■ Page text
####

Wes Streeting can’t claim to be his inner-city comp’s most famous alumni. That claim goes to the Hollywood actor John Boyega who, like the shadow child poverty secretary, also came from a council estate and went on to Westminster City school, which was in special measures during Streeting’s time.
Now, Streeting says, opportunities are rapidly diminishing for state school pupils like them. His own school has had to make hard choices about funding extracurricular activities, meaning after-school drama there – despite its Star Wars-famed alumnus – has been a casualty.
Westminster City school is not alone. Analysis by Labour reveals extracurricular activities – sport, music, school trips and drama – have been in freefall over the past decade of Conservative government, particularly for primary-age children.
The research, pre-dating the pandemic, shows the arts have been particularly hit, with a 47% decrease in theatre and drama and a 36% drop in music participation. Competitive sport is down by 13% and there are similar decreases for participation in visits to heritage sites, museums and libraries.
Labour said the study, which looked at the government’s Taking Part Survey data over 10 years, showed the poorest children were likely to suffer most, when analysed alongside the Social Mobility Commission report An Unequal Playing Field.
The party will promise in government to offer children “Ten by ten” – 10 life-changing extracurricular experiences by the age of 10, including overnight trips, swimming and music lessons.
Streeting said government cuts meant life-changing opportunities were being missed as well as activities that could help heal some of the damage to pupils’ mental health during the pandemic.
“When I was at a tough inner-city school, drama gave me a friendship group. It’s been so core to who I am and given me such confidence later in life. I went back to my old secondary school last year and it’s had to make some difficult choices,” Streeting said. “Don’t tell me the private Westminster school, up the road, is making those kind of choices.”
Streeting was given his child poverty role in the shadow cabinet shortly after he was diagnosed with kidney cancer this year. At 38, he is one of the youngest in Keir Starmer’s team and the diagnosis came as a huge shock.
“I got my diagnosis in April when I was out on the local elections campaign trail, just before the snow and hail came down,” he said. “The Labour activists had no idea I was ill but also no idea how much they helped get me through it. I didn’t have to think about cancer for a while.”

####

■ Extracted records
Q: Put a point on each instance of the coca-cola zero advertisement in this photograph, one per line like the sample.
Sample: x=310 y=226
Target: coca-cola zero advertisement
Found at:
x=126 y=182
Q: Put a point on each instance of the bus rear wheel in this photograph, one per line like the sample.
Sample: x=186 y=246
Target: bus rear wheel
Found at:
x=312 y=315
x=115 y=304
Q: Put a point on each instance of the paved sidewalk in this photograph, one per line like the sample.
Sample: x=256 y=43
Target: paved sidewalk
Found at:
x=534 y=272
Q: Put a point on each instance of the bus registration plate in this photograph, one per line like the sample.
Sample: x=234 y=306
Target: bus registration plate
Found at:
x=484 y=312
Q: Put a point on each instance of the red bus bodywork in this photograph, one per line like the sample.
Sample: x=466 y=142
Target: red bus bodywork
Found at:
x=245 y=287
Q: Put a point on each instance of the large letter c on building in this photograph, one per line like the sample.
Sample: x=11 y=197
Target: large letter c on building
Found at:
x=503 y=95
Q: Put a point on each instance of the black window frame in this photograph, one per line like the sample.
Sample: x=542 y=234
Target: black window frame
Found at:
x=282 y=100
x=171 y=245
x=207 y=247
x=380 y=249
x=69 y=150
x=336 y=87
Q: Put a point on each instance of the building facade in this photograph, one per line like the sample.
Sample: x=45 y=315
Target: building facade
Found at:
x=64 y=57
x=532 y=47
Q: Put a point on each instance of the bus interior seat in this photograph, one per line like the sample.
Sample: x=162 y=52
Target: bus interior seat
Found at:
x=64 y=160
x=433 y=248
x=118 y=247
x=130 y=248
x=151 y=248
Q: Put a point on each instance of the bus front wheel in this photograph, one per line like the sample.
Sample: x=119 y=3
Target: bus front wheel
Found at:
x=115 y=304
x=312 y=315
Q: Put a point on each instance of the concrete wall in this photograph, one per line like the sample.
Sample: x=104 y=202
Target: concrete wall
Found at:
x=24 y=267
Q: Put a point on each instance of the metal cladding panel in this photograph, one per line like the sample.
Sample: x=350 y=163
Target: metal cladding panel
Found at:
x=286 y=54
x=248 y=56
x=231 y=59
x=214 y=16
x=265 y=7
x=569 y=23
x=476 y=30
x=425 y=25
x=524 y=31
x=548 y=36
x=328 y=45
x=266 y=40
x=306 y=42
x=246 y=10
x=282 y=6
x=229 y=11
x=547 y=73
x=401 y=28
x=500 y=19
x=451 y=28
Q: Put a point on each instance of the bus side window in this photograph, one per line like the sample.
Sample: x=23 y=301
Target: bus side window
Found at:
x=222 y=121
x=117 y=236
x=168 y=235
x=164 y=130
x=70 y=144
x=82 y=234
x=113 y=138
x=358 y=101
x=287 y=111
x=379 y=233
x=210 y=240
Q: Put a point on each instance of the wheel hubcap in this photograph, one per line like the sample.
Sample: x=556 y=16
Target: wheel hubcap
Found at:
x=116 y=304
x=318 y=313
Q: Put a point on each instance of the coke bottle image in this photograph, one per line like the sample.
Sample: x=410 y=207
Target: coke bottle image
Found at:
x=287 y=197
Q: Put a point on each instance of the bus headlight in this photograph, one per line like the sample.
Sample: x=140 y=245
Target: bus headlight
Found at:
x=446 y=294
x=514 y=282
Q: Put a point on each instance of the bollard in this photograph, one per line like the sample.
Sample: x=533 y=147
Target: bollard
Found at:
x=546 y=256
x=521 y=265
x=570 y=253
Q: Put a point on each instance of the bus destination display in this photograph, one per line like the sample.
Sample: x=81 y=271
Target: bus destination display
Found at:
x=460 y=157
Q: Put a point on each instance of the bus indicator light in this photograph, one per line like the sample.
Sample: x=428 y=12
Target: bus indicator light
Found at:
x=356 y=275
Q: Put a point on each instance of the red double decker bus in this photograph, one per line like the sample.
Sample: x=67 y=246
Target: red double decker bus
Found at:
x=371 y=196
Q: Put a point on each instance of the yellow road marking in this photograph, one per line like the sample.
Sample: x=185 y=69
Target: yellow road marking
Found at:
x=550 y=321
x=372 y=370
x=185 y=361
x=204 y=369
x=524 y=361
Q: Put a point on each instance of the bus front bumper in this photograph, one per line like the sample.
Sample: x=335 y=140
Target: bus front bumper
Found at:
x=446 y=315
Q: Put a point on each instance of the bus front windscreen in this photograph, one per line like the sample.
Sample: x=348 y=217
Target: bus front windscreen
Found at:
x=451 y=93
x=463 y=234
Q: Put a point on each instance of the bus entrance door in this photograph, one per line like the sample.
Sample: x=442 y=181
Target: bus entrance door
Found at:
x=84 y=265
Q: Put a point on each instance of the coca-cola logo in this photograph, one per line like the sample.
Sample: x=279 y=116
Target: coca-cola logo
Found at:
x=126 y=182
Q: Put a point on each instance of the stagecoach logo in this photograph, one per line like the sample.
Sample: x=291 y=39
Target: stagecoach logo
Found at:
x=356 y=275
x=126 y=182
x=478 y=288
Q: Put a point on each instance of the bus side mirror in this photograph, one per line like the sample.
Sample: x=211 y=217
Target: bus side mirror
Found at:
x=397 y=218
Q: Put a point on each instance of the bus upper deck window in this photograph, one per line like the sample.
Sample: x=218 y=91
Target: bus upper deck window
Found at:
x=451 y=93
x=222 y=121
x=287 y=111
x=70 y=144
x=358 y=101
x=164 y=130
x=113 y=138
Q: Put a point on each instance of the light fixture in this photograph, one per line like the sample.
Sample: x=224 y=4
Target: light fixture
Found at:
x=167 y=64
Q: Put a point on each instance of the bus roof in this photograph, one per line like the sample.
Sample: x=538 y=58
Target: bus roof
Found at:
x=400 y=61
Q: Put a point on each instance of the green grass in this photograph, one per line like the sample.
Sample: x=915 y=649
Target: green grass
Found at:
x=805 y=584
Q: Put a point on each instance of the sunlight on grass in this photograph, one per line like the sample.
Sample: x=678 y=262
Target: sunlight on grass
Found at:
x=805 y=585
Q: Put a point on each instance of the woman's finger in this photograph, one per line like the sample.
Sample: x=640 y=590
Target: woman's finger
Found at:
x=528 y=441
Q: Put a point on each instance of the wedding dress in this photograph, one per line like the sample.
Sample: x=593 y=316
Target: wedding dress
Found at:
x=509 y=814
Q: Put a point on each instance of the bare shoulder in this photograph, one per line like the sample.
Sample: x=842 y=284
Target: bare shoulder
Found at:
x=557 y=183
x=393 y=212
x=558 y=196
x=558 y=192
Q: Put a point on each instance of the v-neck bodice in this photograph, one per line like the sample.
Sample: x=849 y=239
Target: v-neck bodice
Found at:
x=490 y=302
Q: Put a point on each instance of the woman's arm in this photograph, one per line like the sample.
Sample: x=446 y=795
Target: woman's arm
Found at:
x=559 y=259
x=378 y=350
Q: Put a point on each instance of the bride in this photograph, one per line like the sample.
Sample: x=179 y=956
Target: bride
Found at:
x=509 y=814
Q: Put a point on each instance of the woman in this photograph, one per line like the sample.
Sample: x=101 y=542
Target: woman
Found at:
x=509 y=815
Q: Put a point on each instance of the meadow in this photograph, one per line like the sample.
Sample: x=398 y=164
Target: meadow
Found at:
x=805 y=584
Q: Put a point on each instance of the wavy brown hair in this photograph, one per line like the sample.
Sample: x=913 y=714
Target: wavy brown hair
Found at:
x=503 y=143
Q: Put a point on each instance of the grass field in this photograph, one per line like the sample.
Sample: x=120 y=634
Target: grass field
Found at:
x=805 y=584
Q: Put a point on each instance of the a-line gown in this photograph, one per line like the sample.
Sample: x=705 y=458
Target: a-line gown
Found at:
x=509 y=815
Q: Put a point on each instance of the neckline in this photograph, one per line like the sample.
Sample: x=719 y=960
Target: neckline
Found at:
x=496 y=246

####

■ Parts of the exercise
A - Please answer these from the article on school extracurricular activities:
(i) What percentage decrease in theatre and drama does the research show?
(ii) What does Labour's "Ten by ten" pledge offer children?
(iii) In which month did Streeting get his diagnosis?
B - Write the next part of the article on school extracurricular activities, starting after its final sentence.
The material comes from a separate source unrelated to the article on school extracurricular activities.

■ Task answers
A -
(i) 47%
(ii) 10 life-changing extracurricular experiences by the age of 10
(iii) April

B -
Streeting’s doctors had told him cancer was extremely unlikely at his age. At the start of his treatment, he tried to keep working. “I did a bit of phone canvassing for [the byelection in] Hartlepool from bed, but I had to give up.” He is now recovered – minus one kidney – and back working full-time.
On the outside, Streeting is a polished politician, a highly experienced organiser who came through student union politics and won the marginal seat of Ilford North in 2015. His promotion was seen by some as proof that the anti-Corbyn centre-left wing of the party was firmly in the ascendancy under Starmer; Streeting has been forthright in his criticism of the party’s left.
But his background is the exception in Westminster, and in the Labour party. “I grew up in poverty as a child, my parents had me when they were very young. They didn’t have money growing up. My mum was a lone parent at the age of 18, bringing up a son in the 1980s. The benefits system put food in the fridge,” Streeting said.
“I used to think I was really unlucky in a council flat in Stepney [in east London]. It was not a nice place and I did not want to bring friends back home. I felt stigma and shame about it. But at least I had a council flat. Kids growing up in temporary bed and breakfast accommodation don’t have that. Our society has moved backwards under the last 10 years of Tory government.”
Despite Streeting’s unflinching criticism of Corbyn, the former Labour leader proposed a similar policy – new backing for arts in schools and help to let all children learn an instrument. The policy was mocked in the tabloid press.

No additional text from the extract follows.